┌─ Excerpt

1) Blue Gene/L Architecture: The experiments were done
on two machines (IBM Blue Gene/L, and Intel X5650). The
Blue Gene/L has up to 1024 cores, each performing at 700
MHz clock rate.
To evaluate the simulation performance, we compare the
number of gate transitions per second between our simulator
and [1].
We are comparing the event metric for our largest circuit
(with over 160 millions of gates) with their 216 million gates
circuit. On Blue Gene/L with 1024 cores, they achieved an
event rate of 116 million events per second.Our simulator
achieved an event rate of 141 million events per second
(Fig. 12). Table IV, compares some of the characteristics of
both Intel Xeon Phi and Blue Gene/L, in terms of the price
per rack and the size, in addition to the number of available
cores. Table V compares the event rate data taken [1] with
the event rate measured in our simulator. We are achieving
better performance on many fewer cores at much lower cost.

└─
┌─ Data records

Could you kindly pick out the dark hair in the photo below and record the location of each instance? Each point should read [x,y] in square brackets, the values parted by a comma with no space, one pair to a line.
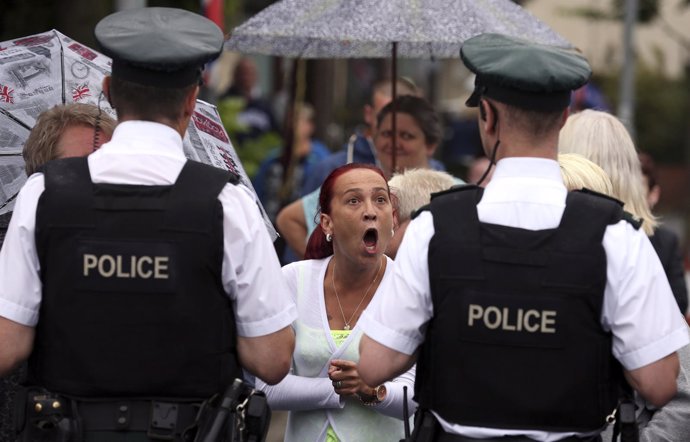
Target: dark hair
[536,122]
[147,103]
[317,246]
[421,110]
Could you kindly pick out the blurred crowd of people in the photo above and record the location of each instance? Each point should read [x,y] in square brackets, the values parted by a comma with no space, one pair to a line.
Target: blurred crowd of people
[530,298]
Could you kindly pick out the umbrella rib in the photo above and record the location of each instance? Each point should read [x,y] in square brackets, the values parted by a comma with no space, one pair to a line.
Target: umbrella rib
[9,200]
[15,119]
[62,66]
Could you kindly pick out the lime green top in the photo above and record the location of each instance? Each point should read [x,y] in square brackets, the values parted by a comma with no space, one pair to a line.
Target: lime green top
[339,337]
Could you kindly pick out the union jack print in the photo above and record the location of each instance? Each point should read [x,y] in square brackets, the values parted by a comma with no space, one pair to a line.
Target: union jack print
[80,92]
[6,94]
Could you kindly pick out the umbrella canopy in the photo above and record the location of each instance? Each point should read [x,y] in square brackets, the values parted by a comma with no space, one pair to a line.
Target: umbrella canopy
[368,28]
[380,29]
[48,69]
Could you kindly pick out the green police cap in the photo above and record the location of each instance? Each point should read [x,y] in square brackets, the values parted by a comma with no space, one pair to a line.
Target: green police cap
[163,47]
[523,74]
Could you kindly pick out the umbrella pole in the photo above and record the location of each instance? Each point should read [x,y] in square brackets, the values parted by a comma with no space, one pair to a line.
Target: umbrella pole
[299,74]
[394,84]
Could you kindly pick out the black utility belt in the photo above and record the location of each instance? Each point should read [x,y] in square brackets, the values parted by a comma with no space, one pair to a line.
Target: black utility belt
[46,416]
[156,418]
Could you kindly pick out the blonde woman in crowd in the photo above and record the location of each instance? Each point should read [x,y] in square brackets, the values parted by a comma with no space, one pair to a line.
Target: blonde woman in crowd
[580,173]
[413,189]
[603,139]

└─
┌─ Data records

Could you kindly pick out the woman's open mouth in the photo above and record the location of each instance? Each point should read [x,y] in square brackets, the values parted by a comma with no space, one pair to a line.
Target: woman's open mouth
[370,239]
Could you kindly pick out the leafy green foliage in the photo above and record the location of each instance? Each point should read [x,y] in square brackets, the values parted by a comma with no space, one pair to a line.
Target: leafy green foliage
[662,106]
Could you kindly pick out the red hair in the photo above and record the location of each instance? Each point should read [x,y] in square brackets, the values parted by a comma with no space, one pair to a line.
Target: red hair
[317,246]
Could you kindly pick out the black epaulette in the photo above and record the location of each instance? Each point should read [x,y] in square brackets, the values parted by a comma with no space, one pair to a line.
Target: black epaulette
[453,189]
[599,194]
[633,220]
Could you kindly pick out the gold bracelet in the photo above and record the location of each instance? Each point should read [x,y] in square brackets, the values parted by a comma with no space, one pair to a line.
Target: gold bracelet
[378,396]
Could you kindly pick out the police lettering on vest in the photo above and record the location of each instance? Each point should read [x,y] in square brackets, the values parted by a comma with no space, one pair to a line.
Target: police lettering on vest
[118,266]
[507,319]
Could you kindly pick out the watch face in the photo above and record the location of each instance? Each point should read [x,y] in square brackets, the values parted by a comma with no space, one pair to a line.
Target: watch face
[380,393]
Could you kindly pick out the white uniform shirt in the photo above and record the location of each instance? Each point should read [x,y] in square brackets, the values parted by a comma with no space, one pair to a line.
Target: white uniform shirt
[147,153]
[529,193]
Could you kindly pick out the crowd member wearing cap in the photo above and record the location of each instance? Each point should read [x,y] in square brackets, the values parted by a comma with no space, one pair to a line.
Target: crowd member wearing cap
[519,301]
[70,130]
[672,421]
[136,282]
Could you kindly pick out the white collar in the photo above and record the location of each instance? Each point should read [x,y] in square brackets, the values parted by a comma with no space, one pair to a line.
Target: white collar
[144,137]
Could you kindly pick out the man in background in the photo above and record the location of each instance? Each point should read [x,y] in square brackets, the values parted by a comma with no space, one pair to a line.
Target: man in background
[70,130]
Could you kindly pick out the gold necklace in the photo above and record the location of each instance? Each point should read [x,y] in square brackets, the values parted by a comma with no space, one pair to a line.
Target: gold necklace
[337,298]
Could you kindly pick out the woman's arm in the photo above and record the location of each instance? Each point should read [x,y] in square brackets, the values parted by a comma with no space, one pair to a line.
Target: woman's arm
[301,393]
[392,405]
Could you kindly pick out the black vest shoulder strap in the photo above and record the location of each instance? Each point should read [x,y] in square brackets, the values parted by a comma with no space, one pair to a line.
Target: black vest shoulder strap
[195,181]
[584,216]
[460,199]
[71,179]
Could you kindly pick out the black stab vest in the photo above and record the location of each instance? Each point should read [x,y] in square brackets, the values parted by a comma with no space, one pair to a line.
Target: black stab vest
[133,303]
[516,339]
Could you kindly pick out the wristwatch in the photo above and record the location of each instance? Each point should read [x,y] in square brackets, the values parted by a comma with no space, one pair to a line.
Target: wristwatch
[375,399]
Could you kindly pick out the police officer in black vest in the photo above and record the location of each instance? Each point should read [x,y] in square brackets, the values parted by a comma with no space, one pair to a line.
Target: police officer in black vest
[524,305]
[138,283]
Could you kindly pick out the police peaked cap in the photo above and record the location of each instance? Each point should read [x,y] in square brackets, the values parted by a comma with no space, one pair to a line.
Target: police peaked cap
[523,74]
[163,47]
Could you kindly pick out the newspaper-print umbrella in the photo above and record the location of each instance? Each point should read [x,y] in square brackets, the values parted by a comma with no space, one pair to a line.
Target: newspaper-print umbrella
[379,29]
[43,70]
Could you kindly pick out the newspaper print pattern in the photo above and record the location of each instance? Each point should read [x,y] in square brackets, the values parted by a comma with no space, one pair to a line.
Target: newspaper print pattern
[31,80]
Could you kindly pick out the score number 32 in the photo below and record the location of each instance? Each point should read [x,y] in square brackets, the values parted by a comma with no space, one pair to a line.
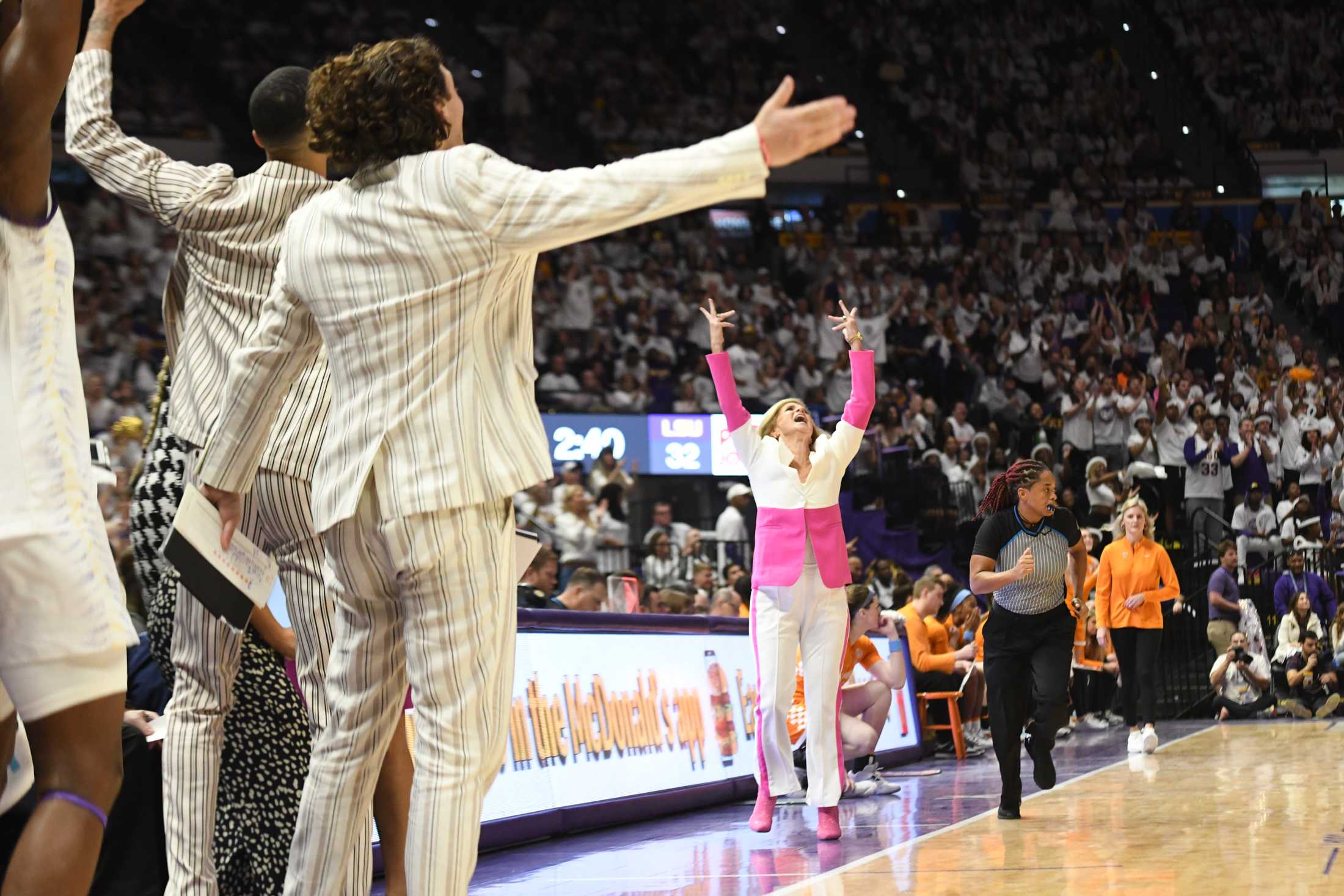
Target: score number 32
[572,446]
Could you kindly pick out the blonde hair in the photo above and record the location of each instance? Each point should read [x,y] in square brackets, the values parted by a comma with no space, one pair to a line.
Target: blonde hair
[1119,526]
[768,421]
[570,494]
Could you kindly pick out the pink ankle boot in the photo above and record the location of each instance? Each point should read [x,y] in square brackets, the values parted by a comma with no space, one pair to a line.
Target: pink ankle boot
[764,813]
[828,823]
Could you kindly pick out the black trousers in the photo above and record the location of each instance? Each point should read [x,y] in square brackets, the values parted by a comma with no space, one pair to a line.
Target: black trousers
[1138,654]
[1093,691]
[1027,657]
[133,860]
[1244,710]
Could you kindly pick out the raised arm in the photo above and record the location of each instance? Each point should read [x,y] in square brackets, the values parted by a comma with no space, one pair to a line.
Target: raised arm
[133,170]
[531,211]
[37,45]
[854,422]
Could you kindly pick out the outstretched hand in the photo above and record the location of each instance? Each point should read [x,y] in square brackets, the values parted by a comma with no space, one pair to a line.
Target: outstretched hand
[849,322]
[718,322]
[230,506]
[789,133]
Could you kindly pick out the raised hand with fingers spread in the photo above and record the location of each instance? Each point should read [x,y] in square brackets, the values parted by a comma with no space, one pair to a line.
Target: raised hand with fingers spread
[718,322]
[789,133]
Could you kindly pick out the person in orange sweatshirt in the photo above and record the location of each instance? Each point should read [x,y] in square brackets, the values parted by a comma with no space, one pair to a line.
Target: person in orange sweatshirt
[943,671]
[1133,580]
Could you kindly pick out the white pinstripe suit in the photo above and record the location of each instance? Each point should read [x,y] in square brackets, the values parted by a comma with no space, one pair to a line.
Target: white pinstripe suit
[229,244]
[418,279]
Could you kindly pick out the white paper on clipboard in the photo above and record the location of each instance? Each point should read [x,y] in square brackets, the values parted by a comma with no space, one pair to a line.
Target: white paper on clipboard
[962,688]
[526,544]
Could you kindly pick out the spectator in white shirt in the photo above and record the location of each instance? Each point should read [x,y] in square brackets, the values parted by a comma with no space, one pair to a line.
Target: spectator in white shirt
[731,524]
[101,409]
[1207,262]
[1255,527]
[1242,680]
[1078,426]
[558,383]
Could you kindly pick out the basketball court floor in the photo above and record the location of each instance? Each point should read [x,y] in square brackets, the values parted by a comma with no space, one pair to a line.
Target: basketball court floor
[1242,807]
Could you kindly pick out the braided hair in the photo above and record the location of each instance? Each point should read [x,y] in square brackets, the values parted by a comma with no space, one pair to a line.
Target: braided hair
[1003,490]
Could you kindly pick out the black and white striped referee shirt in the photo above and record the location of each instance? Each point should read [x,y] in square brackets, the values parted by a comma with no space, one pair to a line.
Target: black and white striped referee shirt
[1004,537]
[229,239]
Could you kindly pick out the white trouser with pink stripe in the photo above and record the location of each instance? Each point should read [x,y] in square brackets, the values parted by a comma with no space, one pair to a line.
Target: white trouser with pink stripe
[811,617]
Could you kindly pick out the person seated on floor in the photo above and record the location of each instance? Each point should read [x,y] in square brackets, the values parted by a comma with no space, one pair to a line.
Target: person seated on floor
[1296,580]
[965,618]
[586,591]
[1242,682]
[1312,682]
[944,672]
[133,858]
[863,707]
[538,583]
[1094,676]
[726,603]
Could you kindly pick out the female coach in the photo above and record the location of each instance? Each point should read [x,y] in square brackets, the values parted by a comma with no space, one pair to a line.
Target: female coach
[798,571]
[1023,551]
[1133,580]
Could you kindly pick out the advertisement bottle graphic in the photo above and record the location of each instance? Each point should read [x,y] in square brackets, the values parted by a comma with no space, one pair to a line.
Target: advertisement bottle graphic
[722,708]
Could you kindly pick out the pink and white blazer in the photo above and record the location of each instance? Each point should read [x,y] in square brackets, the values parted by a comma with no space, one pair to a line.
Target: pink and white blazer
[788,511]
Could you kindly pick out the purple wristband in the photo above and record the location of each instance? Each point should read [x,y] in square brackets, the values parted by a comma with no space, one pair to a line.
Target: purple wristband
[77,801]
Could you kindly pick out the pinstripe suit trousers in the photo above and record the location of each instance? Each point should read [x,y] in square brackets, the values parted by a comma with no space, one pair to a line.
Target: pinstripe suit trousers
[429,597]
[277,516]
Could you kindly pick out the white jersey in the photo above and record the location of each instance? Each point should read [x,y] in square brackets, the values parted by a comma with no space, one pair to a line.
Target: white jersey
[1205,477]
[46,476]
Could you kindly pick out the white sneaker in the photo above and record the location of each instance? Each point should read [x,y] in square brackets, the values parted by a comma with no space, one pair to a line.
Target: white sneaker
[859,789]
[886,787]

└─

Direction 1:
Rewrite the excerpt on simulator performance starting at "1) Blue Gene/L" and ending at "MHz clock rate.", with "cores" changed to "processors".
Direction 2:
According to the excerpt on simulator performance, what event rate did the authors' simulator achieve?

Task answer 1:
1) Blue Gene/L Architecture: The experiments were done
on two machines (IBM Blue Gene/L, and Intel X5650). The
Blue Gene/L has up to 1024 processors, each performing at 700
MHz clock rate.

Task answer 2:
141 million events per second.